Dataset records
★ ★ ★ ★

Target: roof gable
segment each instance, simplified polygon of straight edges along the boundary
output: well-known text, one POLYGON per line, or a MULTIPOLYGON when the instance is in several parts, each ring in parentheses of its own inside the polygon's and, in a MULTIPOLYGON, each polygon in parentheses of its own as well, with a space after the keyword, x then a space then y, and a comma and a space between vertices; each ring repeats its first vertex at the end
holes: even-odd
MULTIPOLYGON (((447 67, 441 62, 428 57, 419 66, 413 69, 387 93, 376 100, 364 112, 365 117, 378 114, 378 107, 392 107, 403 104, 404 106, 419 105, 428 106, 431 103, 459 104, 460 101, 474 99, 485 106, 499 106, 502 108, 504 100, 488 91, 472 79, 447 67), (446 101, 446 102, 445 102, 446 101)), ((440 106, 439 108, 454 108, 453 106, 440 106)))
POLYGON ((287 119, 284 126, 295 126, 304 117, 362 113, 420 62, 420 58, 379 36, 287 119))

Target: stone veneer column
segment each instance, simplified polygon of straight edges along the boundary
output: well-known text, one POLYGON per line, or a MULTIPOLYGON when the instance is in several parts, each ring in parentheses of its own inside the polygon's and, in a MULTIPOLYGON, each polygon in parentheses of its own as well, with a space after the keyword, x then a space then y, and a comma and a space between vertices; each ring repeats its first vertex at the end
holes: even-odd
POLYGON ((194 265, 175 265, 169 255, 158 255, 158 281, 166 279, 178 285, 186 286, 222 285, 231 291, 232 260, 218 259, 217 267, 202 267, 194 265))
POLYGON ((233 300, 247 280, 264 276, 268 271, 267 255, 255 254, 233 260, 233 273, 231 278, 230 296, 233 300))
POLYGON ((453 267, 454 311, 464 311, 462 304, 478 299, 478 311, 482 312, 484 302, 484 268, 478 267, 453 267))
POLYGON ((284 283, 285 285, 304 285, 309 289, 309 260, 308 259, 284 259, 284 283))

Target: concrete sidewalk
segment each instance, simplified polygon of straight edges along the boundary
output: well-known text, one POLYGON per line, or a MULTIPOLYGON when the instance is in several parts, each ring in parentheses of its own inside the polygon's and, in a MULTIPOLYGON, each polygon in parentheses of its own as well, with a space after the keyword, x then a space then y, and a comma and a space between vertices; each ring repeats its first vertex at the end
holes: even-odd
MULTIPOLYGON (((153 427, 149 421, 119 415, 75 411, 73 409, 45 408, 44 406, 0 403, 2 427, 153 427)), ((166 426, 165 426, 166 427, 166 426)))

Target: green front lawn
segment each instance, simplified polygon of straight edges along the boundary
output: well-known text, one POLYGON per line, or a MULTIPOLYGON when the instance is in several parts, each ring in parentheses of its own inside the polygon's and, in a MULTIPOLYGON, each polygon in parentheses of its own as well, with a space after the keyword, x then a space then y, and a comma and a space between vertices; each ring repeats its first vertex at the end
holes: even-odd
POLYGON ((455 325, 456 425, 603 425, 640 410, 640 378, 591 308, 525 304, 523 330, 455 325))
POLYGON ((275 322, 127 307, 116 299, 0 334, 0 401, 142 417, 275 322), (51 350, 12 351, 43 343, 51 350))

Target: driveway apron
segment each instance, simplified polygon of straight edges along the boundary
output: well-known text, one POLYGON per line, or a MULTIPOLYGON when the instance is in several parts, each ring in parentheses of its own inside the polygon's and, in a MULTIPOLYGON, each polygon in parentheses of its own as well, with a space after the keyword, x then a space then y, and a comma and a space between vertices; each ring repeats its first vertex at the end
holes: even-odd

★ ★ ★ ★

TASK ITEM
Write out each line above that contains the word "Target".

SOLUTION BELOW
Target: roof gable
Target: stone veneer column
Target: concrete sidewalk
Target: green front lawn
Target: driveway apron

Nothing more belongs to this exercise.